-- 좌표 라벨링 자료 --
* * * * * * * * *

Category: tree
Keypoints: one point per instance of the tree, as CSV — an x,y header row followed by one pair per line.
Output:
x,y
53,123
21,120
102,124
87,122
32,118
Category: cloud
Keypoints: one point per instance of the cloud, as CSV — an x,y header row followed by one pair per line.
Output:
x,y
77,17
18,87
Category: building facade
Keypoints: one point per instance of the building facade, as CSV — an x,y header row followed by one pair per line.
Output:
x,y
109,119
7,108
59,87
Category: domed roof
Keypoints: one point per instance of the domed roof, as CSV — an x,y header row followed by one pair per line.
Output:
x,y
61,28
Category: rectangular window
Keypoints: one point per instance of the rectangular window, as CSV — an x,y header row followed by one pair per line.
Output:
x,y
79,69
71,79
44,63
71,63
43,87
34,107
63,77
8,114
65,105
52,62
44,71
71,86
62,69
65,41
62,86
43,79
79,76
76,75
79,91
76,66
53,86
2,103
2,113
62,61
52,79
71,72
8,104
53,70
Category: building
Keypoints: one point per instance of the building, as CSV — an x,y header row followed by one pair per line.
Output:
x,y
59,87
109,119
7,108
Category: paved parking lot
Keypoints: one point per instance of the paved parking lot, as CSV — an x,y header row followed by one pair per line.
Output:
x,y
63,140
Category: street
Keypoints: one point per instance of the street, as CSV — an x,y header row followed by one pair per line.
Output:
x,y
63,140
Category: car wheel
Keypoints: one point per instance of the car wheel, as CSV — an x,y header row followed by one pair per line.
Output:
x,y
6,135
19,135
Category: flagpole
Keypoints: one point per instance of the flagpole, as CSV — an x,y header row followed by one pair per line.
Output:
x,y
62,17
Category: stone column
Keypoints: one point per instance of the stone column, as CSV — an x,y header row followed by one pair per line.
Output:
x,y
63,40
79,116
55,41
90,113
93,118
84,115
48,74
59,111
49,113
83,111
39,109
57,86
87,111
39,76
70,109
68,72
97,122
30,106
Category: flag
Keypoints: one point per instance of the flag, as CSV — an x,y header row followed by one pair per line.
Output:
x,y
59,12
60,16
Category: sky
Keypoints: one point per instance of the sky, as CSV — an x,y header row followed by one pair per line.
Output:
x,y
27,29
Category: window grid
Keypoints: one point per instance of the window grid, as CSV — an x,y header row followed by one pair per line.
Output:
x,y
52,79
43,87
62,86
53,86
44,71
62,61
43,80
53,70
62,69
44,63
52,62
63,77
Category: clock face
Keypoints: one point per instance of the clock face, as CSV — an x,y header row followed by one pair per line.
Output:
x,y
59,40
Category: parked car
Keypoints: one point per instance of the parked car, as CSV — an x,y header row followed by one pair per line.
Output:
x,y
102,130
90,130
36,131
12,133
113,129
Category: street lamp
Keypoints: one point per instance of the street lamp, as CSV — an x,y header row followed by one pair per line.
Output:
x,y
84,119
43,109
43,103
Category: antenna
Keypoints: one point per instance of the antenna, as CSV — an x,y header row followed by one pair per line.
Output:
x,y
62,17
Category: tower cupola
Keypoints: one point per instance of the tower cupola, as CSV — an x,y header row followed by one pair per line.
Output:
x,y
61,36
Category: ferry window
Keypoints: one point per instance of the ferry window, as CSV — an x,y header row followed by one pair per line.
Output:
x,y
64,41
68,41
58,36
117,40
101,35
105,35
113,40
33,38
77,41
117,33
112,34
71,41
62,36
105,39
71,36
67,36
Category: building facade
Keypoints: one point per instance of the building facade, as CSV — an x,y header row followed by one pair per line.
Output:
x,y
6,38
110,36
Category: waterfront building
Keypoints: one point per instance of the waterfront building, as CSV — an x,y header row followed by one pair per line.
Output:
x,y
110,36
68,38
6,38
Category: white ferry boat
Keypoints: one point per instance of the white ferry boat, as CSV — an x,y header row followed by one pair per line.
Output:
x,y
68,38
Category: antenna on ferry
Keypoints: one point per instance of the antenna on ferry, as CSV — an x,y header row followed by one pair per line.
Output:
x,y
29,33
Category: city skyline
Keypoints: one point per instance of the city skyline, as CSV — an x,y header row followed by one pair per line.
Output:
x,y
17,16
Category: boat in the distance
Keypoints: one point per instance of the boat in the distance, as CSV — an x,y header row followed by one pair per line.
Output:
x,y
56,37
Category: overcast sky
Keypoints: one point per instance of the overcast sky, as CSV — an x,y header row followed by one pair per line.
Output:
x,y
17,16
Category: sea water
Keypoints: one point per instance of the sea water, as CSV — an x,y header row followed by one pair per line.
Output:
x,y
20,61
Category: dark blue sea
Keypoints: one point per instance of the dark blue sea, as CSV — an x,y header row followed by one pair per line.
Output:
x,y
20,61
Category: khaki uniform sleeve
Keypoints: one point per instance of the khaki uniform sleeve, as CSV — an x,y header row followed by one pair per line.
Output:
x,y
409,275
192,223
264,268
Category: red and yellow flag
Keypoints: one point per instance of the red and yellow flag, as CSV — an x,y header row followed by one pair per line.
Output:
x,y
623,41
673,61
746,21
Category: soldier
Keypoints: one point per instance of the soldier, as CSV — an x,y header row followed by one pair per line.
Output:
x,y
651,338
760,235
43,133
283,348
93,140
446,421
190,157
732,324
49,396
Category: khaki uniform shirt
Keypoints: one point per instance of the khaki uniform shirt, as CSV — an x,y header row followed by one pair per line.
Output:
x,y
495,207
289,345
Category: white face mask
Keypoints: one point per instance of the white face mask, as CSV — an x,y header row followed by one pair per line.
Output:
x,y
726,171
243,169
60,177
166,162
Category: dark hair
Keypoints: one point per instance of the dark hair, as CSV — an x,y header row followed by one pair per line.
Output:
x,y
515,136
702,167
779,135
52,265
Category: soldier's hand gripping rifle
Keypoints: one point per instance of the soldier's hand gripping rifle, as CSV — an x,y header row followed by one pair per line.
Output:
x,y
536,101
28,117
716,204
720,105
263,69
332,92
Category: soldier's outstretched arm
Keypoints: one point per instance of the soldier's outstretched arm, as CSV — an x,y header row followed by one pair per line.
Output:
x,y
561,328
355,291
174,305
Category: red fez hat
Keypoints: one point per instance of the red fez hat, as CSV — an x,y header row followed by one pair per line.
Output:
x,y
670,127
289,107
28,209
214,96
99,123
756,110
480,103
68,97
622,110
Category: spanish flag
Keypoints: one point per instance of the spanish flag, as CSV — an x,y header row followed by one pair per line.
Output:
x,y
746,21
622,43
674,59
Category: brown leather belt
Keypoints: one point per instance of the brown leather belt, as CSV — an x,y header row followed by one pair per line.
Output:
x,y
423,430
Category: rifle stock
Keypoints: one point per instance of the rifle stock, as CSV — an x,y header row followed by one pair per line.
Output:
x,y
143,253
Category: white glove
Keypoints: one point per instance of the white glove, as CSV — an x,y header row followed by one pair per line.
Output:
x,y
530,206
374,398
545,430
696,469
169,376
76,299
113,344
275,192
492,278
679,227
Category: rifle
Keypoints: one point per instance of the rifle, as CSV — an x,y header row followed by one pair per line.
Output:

* * * * * * * * *

-- 할 일 --
"Category: spanish flag"이 들어 있는 줄부터 자료 끝까지, 양 끝 줄을 포함한 모든 줄을 빠짐없이 다시 적으세요. 이때 답으로 적힌 좌표의 모든 숫자에 20을 더하세요.

-- 완료한 작업 --
Category: spanish flag
Keypoints: one point per instance of the spanish flag, as CSV — an x,y header row followed by one pair per line.
Output:
x,y
766,41
642,63
694,79
Category: brown leather belt
Keypoints: one point per instance of the brown leather belt, as CSV — an x,y header row followed by one pair per line.
Output:
x,y
443,450
Category: rifle stock
Keypoints: one point per instance of the rifle stock, as CSV — an x,y header row followed by one pair per line.
Output:
x,y
163,273
Category: white glove
Keypoints: one point per instance of the white glove, as CSV — an x,y header row followed by one pair per line.
Output:
x,y
550,226
394,418
565,450
716,489
189,396
96,319
133,364
295,212
512,298
699,247
Category: rifle
Keypoints: one point per instance of the rifle, as CSV — an x,y header row followed by one pair per line.
Output:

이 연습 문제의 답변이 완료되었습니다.